**DATA EXCERPTS:**
______
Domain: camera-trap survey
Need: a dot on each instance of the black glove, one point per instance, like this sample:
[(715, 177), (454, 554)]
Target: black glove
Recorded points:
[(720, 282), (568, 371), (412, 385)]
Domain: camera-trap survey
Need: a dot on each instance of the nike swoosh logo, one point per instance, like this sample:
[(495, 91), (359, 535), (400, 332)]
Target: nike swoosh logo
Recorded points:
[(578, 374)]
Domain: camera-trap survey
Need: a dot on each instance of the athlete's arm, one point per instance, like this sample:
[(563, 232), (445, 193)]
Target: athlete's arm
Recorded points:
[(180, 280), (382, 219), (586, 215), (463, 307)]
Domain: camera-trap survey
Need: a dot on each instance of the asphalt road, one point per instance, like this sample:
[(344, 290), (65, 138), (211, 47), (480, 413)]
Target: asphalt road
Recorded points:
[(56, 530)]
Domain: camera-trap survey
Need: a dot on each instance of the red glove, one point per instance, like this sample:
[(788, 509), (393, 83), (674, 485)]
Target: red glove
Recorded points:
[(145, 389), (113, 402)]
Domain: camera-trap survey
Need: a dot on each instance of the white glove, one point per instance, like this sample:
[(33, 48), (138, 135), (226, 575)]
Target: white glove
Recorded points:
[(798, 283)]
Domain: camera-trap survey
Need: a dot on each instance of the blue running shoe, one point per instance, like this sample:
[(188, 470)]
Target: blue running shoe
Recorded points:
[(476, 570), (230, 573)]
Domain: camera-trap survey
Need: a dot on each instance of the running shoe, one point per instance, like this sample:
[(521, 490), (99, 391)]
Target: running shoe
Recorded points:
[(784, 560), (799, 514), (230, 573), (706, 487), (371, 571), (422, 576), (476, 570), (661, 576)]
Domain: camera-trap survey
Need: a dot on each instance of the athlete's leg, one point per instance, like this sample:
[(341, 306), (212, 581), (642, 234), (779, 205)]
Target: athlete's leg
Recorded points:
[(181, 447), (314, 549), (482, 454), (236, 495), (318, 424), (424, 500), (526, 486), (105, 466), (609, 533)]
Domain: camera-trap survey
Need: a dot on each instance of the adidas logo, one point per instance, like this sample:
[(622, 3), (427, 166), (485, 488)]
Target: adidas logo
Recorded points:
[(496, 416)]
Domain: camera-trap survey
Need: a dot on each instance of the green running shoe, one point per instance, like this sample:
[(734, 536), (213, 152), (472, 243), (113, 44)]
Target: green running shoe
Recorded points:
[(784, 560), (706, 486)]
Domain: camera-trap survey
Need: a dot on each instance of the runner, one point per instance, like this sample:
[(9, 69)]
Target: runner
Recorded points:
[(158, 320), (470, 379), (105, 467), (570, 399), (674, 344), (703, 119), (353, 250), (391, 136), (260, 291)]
______
**WHAT THE TASK ASKS:** Report every line above that contains the string "green", copying each such line in full. Matching is case-sensitive.

**FINAL ANSWER:**
Need: a dot on each instance of the green running shoe, one point per instance, like this sample:
Target: green running shoe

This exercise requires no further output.